TASK STATEMENT: Pick out every line in the records below that contains the string "distant", and copy each one out. Match case exactly.

Excerpts from location labeling data:
_ _ _

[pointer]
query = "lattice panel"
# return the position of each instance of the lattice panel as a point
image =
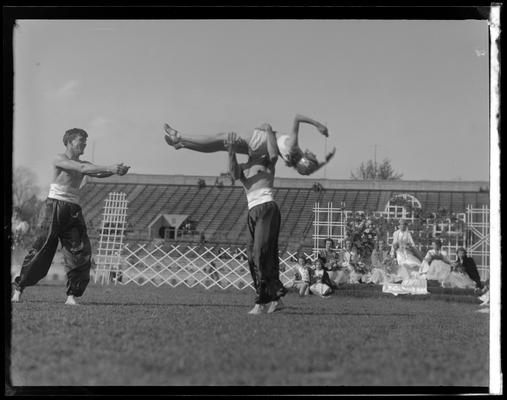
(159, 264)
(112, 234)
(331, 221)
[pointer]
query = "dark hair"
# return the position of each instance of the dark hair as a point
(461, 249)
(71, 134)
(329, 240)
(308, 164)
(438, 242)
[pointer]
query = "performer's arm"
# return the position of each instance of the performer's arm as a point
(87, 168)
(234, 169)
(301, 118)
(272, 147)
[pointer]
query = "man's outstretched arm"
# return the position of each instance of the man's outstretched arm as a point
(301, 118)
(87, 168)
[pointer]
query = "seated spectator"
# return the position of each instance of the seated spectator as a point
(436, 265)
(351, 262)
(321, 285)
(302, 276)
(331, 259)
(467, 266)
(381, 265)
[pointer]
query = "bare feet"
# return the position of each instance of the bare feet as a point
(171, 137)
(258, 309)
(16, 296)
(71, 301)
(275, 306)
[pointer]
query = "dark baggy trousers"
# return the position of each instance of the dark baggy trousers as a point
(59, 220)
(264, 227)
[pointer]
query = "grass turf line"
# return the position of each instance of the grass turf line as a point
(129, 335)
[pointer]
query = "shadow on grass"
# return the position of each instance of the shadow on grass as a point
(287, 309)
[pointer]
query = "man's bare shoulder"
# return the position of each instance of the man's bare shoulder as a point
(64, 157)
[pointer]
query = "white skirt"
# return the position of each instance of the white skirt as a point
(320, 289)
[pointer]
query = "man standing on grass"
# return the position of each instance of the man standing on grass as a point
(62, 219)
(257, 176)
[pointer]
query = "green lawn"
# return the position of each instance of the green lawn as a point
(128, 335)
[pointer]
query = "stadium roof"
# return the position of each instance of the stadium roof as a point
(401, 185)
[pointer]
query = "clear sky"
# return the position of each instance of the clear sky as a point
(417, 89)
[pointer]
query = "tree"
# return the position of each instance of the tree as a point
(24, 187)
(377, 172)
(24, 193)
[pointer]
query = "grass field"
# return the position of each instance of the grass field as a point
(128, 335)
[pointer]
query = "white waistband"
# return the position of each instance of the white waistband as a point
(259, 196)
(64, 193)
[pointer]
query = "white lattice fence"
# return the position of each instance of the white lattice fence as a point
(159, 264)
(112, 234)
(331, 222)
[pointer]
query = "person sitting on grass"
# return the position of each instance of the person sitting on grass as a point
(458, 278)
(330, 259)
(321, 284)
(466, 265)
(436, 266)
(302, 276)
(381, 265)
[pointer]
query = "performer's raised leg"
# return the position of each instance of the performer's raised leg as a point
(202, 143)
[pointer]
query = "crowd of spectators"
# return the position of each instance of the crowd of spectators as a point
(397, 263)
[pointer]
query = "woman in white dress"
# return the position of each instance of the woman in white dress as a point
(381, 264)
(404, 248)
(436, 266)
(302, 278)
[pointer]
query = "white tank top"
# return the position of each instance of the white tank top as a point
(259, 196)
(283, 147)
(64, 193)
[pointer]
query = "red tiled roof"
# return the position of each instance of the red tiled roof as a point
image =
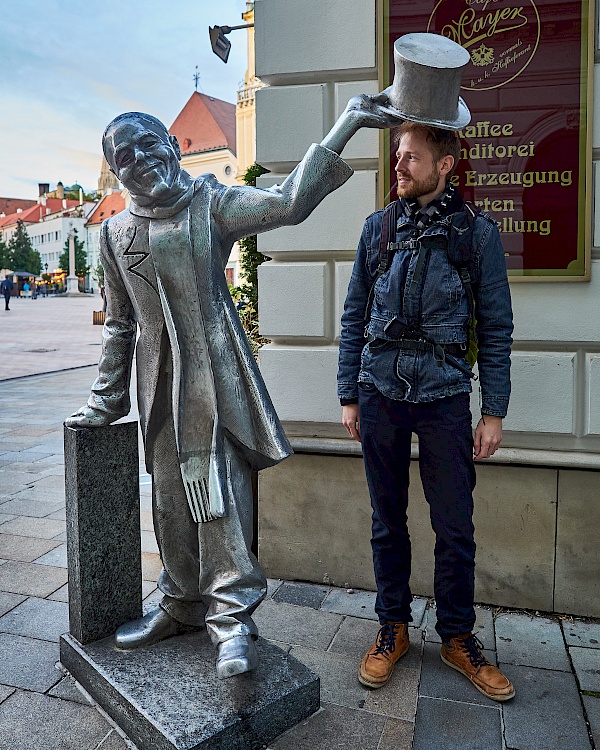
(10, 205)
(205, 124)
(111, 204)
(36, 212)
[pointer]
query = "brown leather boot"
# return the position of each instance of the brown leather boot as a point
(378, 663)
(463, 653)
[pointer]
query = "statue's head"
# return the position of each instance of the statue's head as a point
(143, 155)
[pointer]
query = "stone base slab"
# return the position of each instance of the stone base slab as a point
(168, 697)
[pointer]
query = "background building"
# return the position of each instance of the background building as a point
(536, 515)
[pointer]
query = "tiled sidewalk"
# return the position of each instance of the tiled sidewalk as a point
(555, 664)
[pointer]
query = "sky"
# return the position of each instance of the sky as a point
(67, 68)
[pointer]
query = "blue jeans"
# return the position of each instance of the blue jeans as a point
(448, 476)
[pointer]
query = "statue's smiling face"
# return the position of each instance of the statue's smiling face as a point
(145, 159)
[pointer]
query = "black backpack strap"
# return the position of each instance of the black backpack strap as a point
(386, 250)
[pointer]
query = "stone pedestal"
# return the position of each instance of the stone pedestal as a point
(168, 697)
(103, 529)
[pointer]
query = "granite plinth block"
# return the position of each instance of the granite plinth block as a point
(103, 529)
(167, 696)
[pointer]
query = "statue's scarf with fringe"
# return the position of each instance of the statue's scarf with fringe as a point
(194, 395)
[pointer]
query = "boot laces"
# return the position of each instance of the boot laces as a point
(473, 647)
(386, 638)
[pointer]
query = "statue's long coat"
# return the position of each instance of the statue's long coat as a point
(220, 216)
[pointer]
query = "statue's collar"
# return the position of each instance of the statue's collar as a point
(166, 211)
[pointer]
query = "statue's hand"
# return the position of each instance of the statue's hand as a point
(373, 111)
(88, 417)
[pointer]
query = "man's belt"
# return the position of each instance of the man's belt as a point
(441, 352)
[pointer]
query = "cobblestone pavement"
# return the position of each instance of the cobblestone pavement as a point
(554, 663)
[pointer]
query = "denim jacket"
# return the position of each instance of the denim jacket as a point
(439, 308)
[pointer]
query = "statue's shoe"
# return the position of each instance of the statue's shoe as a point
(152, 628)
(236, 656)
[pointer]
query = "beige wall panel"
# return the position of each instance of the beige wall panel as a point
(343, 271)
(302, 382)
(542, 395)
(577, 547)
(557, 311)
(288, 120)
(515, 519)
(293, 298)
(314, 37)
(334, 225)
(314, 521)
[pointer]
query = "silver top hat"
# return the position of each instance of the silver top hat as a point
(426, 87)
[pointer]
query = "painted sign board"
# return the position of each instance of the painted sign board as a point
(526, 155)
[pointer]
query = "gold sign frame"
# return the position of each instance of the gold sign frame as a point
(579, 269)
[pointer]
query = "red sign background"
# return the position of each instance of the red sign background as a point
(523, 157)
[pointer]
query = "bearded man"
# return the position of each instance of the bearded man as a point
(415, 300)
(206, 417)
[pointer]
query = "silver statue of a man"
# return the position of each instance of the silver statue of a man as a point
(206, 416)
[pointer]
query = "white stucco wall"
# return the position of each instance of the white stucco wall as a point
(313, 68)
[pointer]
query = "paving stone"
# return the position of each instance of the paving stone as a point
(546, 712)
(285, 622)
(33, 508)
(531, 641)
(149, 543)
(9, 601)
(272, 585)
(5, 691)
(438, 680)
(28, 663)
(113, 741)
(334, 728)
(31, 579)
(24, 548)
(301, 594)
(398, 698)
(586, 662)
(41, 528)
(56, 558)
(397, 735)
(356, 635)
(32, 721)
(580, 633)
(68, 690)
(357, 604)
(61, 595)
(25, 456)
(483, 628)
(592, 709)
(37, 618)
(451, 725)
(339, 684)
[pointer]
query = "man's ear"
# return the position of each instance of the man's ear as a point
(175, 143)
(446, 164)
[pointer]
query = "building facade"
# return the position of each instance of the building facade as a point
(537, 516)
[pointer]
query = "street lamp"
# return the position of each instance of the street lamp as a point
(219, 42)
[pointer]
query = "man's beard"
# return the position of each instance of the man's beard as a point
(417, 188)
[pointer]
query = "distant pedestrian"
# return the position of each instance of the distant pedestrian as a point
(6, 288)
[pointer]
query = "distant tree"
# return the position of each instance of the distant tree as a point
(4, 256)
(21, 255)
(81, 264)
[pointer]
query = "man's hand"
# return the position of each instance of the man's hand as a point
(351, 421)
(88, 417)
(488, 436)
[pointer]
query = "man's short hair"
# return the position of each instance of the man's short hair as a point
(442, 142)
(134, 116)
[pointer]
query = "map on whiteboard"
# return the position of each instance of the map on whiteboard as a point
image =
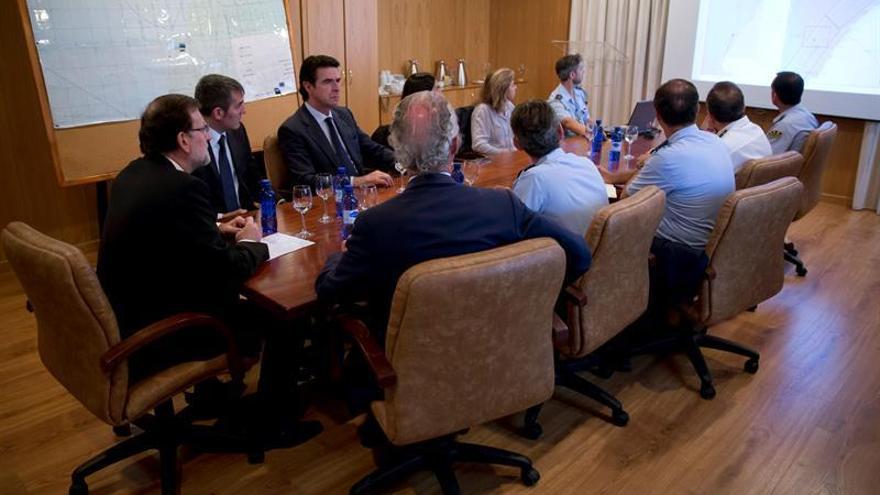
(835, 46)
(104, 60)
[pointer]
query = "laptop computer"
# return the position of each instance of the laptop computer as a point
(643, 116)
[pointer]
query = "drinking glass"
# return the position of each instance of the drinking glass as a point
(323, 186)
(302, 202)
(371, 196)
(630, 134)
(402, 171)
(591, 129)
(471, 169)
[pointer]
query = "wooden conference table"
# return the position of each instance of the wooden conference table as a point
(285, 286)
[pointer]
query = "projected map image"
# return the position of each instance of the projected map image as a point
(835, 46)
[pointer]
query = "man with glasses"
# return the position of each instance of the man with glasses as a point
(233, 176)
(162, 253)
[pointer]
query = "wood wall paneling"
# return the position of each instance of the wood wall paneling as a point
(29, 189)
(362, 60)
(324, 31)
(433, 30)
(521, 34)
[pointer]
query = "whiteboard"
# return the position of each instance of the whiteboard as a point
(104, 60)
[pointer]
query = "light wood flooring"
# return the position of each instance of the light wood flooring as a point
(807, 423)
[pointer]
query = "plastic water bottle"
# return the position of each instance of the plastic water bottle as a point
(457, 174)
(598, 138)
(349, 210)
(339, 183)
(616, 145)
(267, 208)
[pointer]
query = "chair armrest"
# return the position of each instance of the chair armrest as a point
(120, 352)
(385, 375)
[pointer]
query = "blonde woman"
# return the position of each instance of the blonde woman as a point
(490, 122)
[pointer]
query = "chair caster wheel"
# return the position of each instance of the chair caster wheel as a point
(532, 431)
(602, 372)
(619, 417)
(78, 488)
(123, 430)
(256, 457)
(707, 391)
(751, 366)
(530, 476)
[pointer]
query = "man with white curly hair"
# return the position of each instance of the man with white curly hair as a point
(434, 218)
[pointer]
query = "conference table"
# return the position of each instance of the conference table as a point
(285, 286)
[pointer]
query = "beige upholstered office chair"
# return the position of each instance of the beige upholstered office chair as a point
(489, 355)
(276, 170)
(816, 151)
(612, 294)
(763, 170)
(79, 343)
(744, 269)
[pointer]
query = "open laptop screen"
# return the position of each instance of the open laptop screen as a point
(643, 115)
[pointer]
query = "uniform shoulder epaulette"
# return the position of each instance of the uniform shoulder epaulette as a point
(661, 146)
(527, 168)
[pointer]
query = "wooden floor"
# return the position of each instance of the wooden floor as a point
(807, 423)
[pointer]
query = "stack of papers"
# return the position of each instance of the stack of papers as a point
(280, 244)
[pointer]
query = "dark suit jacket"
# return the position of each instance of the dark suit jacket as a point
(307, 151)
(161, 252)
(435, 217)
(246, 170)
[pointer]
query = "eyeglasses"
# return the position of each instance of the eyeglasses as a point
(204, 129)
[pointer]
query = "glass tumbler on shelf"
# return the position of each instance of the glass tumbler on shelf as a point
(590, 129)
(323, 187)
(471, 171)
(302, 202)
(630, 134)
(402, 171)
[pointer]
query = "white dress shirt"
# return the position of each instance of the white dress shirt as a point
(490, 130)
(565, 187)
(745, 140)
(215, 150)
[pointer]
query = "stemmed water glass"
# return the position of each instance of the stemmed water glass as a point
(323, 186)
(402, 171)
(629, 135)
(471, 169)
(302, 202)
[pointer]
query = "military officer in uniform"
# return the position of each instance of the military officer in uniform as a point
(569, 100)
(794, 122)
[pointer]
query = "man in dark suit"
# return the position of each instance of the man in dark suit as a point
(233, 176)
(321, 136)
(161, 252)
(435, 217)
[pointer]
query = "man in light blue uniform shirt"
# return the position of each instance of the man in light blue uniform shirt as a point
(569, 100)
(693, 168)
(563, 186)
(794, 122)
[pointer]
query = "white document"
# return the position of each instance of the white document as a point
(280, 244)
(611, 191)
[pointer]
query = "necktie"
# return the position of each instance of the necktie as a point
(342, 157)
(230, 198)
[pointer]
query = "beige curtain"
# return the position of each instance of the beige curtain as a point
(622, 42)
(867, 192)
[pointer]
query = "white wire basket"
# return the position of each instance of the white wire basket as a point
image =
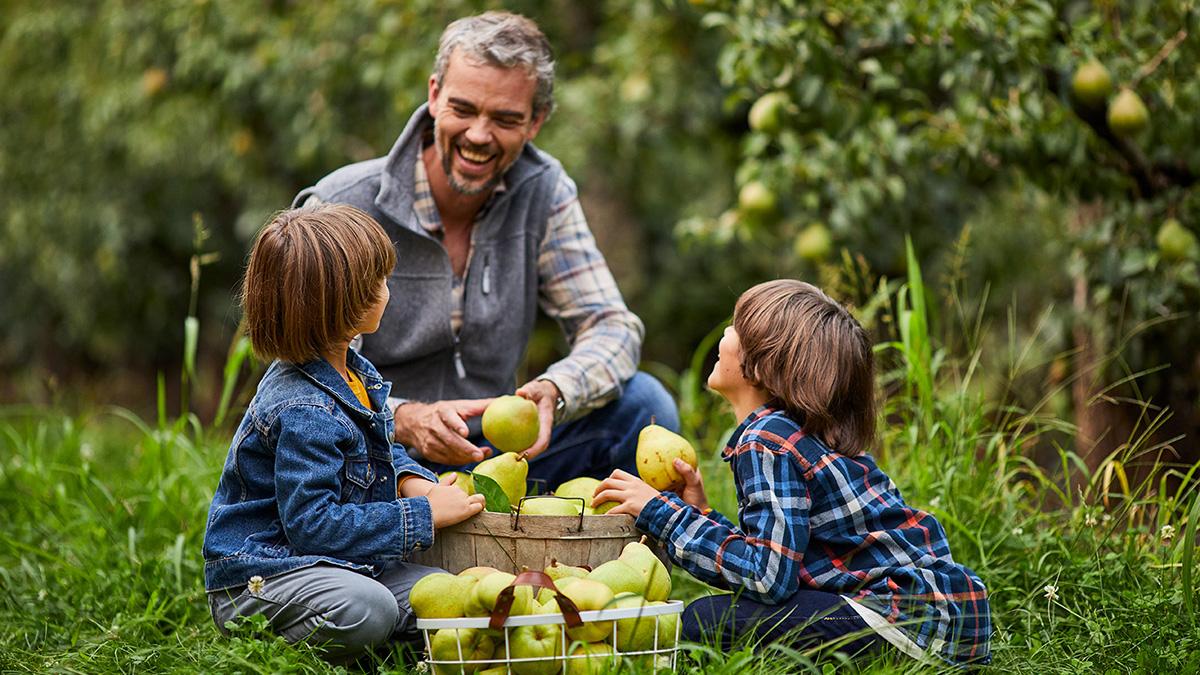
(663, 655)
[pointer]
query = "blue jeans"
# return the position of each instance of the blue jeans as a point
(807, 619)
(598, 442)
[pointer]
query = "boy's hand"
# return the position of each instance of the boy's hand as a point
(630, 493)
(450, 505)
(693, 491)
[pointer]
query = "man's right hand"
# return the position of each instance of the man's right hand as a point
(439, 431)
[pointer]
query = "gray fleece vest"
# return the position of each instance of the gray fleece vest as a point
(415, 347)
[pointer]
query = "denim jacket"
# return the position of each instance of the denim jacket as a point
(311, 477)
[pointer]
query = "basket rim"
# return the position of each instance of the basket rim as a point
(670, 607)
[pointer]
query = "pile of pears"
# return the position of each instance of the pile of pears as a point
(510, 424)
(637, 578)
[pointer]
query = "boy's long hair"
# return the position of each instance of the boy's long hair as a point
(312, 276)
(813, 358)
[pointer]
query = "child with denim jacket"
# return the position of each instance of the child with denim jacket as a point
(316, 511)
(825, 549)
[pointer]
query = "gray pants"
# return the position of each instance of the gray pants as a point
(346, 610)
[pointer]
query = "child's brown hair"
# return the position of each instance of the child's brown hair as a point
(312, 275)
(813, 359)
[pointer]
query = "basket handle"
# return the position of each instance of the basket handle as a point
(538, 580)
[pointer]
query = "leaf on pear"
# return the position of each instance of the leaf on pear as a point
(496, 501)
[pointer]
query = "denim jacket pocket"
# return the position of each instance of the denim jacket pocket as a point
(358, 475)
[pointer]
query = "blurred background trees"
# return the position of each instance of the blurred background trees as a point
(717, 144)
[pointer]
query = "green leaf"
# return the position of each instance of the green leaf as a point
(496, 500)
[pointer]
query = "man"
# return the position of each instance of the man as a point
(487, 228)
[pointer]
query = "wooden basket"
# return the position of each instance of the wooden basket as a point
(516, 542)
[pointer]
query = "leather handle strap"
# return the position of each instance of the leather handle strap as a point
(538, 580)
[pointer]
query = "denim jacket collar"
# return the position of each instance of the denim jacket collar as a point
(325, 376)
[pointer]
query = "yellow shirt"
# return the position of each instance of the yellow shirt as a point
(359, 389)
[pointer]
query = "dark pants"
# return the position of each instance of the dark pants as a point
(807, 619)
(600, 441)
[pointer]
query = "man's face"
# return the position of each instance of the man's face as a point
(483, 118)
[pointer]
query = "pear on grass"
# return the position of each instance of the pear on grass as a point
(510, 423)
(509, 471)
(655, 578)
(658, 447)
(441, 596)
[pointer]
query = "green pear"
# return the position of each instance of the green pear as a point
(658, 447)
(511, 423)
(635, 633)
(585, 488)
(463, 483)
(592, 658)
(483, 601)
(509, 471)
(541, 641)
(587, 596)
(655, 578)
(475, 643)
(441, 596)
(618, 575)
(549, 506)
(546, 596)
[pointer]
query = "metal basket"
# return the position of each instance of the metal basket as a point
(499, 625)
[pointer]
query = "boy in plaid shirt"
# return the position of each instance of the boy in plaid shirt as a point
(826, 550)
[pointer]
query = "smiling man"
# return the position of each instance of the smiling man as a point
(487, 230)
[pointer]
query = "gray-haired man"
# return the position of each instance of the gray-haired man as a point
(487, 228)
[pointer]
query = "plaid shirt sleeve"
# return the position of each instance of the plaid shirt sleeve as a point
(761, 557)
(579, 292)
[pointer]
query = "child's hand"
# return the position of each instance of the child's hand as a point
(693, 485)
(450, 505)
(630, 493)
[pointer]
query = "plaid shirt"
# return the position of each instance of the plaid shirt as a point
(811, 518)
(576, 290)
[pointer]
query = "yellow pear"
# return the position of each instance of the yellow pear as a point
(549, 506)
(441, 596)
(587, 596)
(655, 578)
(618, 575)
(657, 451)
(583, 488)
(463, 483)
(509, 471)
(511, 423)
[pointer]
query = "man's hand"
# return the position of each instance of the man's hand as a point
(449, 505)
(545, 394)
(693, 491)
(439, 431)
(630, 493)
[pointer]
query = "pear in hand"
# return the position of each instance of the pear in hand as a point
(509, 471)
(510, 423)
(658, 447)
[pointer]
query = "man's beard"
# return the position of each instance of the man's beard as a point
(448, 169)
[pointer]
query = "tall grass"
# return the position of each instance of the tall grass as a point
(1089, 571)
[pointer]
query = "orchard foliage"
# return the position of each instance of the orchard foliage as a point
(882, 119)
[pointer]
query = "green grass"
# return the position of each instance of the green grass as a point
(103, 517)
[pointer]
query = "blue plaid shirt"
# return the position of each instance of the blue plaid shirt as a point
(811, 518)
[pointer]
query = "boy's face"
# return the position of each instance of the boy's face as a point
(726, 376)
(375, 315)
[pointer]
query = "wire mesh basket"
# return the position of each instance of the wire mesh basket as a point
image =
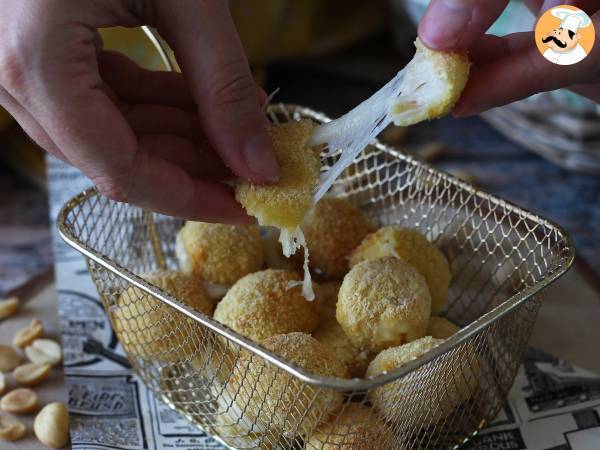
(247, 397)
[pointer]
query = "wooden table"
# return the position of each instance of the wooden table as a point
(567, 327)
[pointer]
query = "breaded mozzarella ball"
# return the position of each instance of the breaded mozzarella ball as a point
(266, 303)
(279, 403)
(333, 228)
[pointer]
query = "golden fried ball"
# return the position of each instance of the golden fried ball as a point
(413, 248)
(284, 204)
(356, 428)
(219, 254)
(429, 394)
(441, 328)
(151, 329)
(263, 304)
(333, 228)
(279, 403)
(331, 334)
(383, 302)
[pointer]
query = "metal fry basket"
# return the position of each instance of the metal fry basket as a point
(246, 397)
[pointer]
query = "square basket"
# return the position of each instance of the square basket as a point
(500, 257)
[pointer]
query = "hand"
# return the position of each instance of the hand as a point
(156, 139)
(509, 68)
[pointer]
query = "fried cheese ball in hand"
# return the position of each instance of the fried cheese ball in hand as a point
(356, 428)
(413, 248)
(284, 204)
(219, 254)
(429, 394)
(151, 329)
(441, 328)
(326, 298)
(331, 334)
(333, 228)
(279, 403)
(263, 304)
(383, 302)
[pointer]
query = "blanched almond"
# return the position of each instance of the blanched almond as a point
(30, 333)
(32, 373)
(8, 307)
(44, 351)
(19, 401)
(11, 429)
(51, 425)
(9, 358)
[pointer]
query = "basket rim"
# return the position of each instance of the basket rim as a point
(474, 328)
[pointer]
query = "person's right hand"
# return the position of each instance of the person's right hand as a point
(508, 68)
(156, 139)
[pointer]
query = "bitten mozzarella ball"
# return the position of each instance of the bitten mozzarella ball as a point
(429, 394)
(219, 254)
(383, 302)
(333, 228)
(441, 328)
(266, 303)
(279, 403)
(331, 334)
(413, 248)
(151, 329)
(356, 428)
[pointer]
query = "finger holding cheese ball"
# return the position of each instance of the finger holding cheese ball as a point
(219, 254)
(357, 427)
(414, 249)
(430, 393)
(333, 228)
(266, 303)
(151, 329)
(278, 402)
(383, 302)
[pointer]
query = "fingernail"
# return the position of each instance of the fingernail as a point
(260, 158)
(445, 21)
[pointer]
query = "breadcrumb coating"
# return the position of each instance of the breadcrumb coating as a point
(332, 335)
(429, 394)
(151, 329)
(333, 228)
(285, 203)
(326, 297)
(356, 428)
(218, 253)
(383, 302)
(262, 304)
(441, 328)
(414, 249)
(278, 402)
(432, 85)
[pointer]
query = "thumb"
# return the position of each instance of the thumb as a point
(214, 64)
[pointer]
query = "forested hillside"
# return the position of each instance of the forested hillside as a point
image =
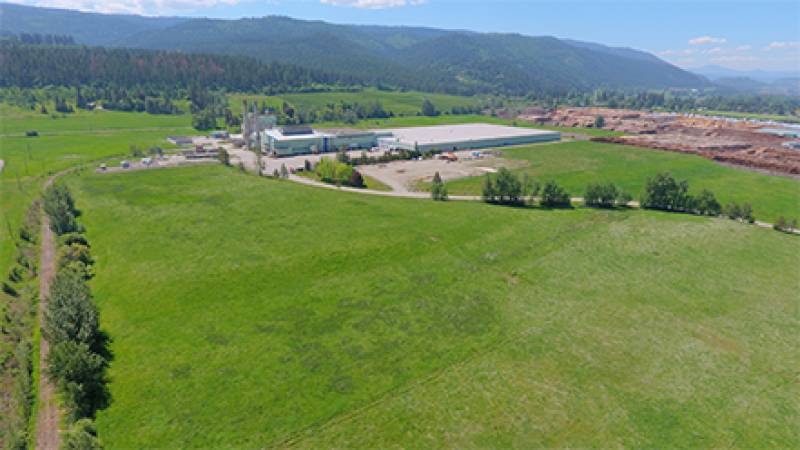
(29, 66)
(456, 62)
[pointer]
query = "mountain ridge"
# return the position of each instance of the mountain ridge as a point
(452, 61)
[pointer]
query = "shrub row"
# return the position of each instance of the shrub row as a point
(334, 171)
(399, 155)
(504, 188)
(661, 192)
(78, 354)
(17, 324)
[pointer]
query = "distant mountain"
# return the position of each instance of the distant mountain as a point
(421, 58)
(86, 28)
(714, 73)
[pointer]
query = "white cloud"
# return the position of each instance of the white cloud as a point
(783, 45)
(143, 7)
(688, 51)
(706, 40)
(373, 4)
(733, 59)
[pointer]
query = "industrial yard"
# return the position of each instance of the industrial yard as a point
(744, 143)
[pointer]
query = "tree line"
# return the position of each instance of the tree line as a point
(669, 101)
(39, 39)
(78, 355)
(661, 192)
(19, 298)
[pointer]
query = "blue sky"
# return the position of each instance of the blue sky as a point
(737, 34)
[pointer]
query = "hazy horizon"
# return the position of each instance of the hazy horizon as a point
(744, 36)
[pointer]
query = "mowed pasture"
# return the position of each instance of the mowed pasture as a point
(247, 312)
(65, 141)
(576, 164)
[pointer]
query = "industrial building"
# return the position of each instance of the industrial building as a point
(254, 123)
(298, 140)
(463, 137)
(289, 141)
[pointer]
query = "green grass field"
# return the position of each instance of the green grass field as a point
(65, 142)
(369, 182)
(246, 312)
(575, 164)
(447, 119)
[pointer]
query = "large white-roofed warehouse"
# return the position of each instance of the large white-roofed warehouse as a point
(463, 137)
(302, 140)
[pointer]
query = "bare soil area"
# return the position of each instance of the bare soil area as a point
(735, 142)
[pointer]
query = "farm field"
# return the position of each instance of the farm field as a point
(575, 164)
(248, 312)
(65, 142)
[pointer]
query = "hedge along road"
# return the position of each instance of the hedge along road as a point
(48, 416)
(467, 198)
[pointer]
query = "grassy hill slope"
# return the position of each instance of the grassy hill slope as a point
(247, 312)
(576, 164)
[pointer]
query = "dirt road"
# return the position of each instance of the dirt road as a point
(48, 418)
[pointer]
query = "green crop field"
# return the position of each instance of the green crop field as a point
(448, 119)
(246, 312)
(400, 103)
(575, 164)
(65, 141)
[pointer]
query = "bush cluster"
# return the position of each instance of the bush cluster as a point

_ _ _

SOLUTION TO THE EXERCISE:
query = "distant pedestrian"
# return the position of each instance of the distant pedestrian as a point
query = "distant tree"
# return the position of each instance of the distant tree as a point
query = "distant mountain"
# return the position of each instance of the distant mountain as a point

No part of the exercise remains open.